Bring together copies of the lines in the data below that contain the word "concrete".

#### [DATA FOR THIS EXERCISE]
BEGIN

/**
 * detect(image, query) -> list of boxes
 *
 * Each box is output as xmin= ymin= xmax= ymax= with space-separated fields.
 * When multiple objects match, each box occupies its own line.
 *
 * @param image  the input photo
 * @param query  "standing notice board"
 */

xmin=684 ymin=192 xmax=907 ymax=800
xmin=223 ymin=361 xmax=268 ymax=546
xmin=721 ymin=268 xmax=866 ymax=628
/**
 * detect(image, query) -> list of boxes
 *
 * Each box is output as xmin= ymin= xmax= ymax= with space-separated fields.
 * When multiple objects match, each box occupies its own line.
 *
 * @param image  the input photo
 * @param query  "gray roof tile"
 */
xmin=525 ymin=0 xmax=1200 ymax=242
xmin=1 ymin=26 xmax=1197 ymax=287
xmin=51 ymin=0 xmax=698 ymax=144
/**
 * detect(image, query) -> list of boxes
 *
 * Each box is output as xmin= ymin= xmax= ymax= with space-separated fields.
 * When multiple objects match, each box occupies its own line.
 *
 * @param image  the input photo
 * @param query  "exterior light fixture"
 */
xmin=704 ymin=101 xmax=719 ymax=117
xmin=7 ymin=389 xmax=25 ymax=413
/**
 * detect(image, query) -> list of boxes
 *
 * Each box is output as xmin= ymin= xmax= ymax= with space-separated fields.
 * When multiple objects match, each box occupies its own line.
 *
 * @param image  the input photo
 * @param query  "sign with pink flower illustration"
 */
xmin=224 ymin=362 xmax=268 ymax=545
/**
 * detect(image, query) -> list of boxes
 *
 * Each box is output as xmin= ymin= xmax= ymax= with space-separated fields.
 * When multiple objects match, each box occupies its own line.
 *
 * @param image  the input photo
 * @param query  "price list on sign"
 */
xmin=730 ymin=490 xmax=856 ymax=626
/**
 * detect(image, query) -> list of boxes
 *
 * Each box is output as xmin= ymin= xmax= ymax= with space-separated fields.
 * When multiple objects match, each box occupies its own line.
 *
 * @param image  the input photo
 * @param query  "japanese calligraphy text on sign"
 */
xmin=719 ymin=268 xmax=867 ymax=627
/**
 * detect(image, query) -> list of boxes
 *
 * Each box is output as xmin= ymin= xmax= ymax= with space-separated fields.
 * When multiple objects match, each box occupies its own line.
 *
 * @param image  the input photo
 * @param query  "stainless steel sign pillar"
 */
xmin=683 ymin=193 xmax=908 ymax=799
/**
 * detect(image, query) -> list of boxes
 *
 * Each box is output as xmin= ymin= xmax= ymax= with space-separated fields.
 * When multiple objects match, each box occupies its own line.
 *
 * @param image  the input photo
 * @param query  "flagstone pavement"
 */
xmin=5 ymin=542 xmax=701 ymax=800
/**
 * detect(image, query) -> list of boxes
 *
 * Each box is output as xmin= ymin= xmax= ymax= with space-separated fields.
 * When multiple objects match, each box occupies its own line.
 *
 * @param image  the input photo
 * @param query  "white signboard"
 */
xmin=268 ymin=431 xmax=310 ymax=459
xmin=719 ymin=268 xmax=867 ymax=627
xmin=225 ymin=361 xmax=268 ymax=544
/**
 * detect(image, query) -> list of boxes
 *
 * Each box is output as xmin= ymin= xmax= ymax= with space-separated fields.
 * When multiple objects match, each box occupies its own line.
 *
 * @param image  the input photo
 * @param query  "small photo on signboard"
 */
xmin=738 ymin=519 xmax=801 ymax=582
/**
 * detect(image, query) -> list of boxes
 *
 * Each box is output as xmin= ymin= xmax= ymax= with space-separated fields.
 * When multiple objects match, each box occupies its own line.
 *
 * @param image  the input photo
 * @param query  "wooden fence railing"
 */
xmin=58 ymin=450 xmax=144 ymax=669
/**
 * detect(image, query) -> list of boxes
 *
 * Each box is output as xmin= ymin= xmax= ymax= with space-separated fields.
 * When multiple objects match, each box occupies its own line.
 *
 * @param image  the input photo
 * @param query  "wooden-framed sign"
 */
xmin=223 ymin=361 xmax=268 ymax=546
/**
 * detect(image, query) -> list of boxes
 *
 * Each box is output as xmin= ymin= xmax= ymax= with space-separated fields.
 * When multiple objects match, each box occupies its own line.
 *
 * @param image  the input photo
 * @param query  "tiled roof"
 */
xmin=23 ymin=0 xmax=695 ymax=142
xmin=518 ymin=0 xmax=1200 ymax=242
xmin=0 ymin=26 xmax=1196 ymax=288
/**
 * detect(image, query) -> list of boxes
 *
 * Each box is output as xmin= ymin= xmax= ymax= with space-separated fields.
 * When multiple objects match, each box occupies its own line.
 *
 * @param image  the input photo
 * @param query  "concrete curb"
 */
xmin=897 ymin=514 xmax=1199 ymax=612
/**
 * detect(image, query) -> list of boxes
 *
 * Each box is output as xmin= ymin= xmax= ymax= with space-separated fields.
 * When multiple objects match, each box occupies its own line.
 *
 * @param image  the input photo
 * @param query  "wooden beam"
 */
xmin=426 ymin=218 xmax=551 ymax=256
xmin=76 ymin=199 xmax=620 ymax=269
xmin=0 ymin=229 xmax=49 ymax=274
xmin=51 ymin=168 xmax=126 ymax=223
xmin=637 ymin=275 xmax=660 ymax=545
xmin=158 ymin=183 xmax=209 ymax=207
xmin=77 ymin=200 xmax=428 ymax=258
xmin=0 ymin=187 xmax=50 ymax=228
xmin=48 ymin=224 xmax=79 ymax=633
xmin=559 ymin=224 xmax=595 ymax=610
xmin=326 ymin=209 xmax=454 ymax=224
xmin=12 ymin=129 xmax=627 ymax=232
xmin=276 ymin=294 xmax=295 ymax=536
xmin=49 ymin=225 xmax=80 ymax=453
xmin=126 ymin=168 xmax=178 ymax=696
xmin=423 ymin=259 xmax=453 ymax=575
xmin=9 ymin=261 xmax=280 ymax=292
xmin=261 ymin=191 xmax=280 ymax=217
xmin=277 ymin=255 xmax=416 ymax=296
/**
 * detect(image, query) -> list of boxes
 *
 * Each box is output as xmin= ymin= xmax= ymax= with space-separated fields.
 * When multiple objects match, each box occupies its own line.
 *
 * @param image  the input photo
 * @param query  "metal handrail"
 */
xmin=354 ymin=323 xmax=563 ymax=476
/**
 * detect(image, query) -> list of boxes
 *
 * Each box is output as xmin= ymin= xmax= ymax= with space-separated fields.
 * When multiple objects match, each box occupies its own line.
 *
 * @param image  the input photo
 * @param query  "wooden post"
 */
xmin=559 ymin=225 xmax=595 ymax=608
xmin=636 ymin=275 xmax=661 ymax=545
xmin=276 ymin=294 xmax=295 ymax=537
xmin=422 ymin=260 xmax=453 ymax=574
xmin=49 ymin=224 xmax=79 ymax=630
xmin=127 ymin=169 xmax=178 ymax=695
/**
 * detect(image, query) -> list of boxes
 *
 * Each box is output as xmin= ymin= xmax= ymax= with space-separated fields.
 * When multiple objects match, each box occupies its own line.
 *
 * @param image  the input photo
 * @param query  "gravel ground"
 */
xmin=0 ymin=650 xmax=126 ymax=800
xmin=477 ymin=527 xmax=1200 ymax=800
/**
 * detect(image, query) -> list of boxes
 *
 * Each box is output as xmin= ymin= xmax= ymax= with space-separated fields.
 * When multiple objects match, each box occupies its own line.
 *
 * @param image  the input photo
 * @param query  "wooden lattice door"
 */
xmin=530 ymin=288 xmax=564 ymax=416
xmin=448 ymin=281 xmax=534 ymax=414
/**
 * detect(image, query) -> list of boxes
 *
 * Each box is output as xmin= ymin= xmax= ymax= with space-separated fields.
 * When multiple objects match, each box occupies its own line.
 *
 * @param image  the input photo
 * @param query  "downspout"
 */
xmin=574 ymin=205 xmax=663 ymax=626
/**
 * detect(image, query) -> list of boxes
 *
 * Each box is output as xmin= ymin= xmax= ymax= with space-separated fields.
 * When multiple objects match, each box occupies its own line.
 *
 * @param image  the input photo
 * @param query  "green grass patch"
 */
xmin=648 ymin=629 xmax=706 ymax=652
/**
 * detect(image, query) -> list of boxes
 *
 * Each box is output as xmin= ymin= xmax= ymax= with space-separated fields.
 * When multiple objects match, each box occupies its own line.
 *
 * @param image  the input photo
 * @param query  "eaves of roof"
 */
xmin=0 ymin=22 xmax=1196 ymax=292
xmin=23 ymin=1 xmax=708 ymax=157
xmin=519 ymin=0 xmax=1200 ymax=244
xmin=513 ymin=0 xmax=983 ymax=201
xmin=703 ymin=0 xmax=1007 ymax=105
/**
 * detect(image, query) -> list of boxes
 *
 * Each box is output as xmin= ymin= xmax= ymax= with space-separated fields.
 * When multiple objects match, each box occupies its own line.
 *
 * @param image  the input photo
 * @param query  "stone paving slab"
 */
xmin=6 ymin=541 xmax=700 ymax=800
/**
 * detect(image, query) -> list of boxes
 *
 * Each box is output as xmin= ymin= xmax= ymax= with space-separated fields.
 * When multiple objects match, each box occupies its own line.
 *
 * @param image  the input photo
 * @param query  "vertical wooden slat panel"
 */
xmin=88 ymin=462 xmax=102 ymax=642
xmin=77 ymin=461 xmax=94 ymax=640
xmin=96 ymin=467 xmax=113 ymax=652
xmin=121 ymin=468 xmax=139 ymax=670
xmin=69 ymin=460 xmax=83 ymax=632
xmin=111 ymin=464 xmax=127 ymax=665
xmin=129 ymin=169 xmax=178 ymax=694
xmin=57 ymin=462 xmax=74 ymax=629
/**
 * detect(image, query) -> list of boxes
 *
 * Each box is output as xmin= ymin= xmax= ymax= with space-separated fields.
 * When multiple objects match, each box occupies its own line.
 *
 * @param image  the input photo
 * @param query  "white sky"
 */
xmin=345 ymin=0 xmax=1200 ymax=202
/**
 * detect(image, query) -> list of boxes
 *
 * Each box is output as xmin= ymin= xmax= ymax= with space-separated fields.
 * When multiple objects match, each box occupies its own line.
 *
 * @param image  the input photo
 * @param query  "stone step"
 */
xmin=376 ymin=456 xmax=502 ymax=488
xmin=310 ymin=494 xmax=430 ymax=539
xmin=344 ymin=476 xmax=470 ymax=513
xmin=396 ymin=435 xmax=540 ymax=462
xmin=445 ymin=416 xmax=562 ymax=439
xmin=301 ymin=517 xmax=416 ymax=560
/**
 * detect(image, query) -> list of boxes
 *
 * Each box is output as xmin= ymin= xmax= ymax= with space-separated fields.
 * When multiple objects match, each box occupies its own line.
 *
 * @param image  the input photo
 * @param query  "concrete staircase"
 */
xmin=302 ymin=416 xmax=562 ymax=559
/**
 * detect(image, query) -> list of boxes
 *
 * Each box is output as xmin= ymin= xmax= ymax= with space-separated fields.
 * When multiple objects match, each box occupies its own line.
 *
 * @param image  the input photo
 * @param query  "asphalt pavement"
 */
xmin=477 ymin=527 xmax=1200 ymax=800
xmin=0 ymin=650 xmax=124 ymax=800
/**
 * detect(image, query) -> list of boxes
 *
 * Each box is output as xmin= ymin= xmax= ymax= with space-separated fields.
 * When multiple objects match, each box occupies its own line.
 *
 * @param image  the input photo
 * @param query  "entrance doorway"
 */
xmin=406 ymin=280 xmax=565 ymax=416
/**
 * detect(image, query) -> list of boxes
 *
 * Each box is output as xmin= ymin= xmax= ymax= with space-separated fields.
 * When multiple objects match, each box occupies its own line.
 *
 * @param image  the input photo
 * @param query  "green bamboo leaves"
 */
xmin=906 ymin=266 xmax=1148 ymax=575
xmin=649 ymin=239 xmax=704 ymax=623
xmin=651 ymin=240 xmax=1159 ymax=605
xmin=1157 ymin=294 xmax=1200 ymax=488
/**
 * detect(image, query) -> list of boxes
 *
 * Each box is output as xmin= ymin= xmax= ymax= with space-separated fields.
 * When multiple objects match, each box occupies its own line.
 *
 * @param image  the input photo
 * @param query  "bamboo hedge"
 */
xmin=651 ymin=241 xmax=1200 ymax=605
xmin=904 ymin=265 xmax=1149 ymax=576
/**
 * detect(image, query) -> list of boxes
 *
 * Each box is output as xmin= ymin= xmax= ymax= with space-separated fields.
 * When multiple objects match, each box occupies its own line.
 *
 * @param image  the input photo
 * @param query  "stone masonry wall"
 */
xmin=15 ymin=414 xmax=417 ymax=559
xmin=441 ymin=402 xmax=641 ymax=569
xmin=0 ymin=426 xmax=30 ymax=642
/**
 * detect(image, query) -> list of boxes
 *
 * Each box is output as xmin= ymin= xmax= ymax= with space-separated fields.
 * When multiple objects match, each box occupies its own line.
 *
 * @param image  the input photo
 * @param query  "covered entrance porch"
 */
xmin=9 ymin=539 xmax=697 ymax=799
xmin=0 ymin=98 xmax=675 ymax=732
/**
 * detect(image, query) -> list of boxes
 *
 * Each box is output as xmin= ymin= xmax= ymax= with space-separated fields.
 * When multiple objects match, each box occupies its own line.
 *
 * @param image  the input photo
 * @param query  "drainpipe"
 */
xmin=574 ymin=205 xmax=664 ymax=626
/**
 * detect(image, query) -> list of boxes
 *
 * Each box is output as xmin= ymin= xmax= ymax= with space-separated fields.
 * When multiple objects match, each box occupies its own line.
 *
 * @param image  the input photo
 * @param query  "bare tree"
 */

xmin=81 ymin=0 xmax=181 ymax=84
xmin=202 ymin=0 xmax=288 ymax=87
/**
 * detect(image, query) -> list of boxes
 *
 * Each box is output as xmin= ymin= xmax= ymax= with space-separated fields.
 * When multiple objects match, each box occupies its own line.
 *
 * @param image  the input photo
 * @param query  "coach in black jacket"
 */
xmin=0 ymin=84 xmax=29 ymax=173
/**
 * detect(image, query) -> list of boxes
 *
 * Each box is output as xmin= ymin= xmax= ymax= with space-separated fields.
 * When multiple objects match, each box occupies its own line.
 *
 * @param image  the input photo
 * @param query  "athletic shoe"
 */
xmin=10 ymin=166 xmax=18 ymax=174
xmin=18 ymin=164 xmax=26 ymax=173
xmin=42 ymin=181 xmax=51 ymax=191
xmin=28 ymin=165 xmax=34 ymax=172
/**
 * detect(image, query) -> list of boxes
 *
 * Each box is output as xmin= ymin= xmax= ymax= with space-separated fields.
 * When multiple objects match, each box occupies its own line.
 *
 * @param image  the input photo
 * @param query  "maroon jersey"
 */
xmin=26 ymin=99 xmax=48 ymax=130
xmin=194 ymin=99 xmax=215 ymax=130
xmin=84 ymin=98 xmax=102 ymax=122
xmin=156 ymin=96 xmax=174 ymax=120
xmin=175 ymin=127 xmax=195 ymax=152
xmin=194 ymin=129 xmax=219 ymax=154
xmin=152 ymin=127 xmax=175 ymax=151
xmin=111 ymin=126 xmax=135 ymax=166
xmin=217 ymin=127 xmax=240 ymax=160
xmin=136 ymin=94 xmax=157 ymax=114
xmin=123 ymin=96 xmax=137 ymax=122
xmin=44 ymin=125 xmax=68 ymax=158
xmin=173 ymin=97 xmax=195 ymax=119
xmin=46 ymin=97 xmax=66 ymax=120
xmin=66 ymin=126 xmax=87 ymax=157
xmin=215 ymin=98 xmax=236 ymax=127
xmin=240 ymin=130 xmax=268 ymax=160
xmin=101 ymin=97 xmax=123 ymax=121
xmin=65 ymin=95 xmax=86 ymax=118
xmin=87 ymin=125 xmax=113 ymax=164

END

#### [THE ANSWER]
 * @param query  "concrete curb"
 * @param query  "concrete staircase"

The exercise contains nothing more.